Dataset records about object locations
──────────────────────────────
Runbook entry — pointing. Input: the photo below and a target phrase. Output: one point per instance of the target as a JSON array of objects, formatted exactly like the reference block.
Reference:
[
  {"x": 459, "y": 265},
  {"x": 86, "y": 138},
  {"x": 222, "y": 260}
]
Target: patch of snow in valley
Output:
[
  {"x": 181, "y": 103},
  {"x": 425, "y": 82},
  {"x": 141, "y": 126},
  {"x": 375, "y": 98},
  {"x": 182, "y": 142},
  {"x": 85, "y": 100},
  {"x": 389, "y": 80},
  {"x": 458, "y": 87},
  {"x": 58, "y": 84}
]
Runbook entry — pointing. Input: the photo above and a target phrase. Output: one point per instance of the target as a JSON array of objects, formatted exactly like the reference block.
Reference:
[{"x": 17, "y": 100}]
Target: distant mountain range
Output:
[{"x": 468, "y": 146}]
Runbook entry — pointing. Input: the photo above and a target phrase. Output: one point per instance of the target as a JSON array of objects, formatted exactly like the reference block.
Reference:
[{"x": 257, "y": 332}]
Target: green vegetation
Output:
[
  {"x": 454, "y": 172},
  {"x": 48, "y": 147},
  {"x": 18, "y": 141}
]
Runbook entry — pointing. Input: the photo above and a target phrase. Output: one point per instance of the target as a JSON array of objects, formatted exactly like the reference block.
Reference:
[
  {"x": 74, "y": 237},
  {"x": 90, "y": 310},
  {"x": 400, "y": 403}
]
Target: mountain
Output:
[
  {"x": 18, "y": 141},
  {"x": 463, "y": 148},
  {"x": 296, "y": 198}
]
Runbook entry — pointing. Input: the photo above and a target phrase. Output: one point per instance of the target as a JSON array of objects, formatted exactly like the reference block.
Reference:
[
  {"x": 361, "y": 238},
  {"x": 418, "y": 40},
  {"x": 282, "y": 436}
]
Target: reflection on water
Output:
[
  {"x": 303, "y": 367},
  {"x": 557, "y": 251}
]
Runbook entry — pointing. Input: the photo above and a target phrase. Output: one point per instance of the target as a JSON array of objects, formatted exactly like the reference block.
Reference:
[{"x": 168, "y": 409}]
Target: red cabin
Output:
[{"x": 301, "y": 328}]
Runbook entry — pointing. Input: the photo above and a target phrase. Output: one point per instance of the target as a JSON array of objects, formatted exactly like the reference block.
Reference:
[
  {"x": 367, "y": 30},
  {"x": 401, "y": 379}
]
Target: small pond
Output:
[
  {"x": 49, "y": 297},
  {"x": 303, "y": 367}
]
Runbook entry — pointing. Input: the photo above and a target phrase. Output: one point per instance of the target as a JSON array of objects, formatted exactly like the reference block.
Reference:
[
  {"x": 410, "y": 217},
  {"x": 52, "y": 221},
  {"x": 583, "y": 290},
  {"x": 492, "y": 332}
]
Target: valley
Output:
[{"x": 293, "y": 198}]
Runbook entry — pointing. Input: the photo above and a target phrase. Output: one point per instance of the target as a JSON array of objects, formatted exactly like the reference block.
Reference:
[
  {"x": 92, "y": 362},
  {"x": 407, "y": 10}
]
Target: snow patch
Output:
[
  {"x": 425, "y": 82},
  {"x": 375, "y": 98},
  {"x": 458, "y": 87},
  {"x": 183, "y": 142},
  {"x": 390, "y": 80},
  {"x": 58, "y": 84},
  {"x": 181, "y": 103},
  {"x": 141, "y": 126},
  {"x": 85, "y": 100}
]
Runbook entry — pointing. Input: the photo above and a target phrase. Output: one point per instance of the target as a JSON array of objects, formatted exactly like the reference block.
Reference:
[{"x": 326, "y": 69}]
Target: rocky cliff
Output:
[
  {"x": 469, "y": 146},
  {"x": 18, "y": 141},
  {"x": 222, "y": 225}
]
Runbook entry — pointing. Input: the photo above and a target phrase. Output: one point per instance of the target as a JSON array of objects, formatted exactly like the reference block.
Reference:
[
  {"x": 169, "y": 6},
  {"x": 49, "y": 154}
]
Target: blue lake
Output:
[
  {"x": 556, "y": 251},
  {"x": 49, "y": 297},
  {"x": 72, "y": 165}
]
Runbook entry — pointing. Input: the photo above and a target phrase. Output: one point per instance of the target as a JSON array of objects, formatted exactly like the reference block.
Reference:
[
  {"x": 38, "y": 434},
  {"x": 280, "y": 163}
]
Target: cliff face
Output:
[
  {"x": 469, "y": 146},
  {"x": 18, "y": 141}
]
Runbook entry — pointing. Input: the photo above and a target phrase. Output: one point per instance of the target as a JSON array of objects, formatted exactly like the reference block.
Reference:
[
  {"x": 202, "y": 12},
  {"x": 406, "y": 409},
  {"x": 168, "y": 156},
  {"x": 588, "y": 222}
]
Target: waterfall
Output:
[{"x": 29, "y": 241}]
──────────────────────────────
_Task to carry out_
Each record above must be given again exactly.

_Exercise response_
Runbook entry — pointing. Input: the photo below and a target phrase. Output: one point per instance of the target as a JSON array of objects, formatted exactly like the reference block.
Reference:
[
  {"x": 459, "y": 265},
  {"x": 86, "y": 138},
  {"x": 222, "y": 260}
]
Target: patch of snow in valley
Output:
[
  {"x": 181, "y": 103},
  {"x": 425, "y": 82},
  {"x": 141, "y": 126},
  {"x": 375, "y": 98},
  {"x": 182, "y": 142},
  {"x": 85, "y": 100},
  {"x": 389, "y": 80},
  {"x": 458, "y": 87},
  {"x": 58, "y": 84}
]
Runbook entry — pointing. Input: the photo above and a target phrase. Output: one point per instance of the target as a JSON array of objects, formatted exactly like the reference block.
Reference:
[{"x": 17, "y": 100}]
Target: distant mountain range
Output:
[{"x": 468, "y": 146}]
Runbook entry — pointing. Input: the photo above and a target phrase. Output: one point per instance of the target as a JSON array of objects, formatted exactly like the reference block.
Reference:
[{"x": 257, "y": 332}]
Target: green vegetation
Output:
[
  {"x": 454, "y": 172},
  {"x": 48, "y": 147},
  {"x": 18, "y": 141}
]
Runbook entry — pointing. Input: the photo above and a target phrase. Output: one point per instance of the target as a JSON array of objects, formatted exactly like the reference block.
Reference:
[
  {"x": 74, "y": 237},
  {"x": 90, "y": 310},
  {"x": 400, "y": 403}
]
Target: mountain
Output:
[
  {"x": 18, "y": 141},
  {"x": 463, "y": 148},
  {"x": 296, "y": 198}
]
Runbook entry — pointing. Input: the photo above and a target phrase. Output: one point per instance of the target as a JSON array of objects, formatted exactly like the reference block.
Reference:
[
  {"x": 361, "y": 238},
  {"x": 418, "y": 40},
  {"x": 282, "y": 436}
]
Target: reflection on water
Output:
[
  {"x": 303, "y": 367},
  {"x": 557, "y": 251}
]
Runbook entry — pointing. Input: the photo above and a target phrase. Output: one point per instance of the target as a JSON array of objects, formatted exactly like the reference block.
Reference:
[{"x": 168, "y": 409}]
Target: red cabin
Output:
[{"x": 301, "y": 328}]
Runbook entry — pointing. Input: the photo above and a target phrase. Output: one point per instance of the target as a JSON array of objects, formatted exactly like the reference block.
Reference:
[
  {"x": 367, "y": 30},
  {"x": 401, "y": 379}
]
Target: small pond
Output:
[
  {"x": 49, "y": 297},
  {"x": 303, "y": 367}
]
Runbook entry — pointing. Input: the photo above and a target phrase. Output: one point per instance of the target as a JSON array of objects, formatted exactly like the reference block.
Reference:
[
  {"x": 410, "y": 217},
  {"x": 52, "y": 221},
  {"x": 583, "y": 290},
  {"x": 492, "y": 332}
]
Target: valley
Output:
[{"x": 293, "y": 198}]
Runbook entry — pointing. Input: the photo above and a target phrase. Output: one point per instance of the target as a JSON array of objects, formatted exactly like the reference block.
Reference:
[
  {"x": 92, "y": 362},
  {"x": 407, "y": 10}
]
Target: snow patch
Output:
[
  {"x": 425, "y": 82},
  {"x": 375, "y": 98},
  {"x": 458, "y": 87},
  {"x": 183, "y": 142},
  {"x": 390, "y": 80},
  {"x": 58, "y": 84},
  {"x": 181, "y": 103},
  {"x": 141, "y": 126},
  {"x": 85, "y": 100}
]
Runbook entry — pointing. Input: the photo above and a target phrase. Output: one point per instance of the target as a JSON array of objects, formatted exactly like the reference block.
Reference:
[{"x": 326, "y": 69}]
Target: rocky cliff
Output:
[
  {"x": 469, "y": 146},
  {"x": 18, "y": 141},
  {"x": 222, "y": 225}
]
Runbook entry — pointing. Input: the photo above and a target phrase. Output: one point per instance of the target as a JSON array of objects, formatted exactly like the reference block.
Reference:
[
  {"x": 169, "y": 6},
  {"x": 49, "y": 154}
]
Target: blue lake
Output:
[
  {"x": 556, "y": 251},
  {"x": 49, "y": 297},
  {"x": 72, "y": 165}
]
Runbook entry — pointing. Input: the photo above and a target phrase. Output: one point per instance of the target as a JSON array of objects, formatted exactly like the reference block.
Reference:
[
  {"x": 38, "y": 434},
  {"x": 280, "y": 163}
]
Target: cliff face
Output:
[
  {"x": 469, "y": 146},
  {"x": 18, "y": 141}
]
Runbook entry — pointing. Input: the photo above and a target phrase. Output: one point per instance of the target as a JSON array of objects, formatted exactly like the reference block.
Reference:
[
  {"x": 202, "y": 12},
  {"x": 406, "y": 409},
  {"x": 168, "y": 156},
  {"x": 588, "y": 222}
]
Target: waterfall
Output:
[{"x": 29, "y": 241}]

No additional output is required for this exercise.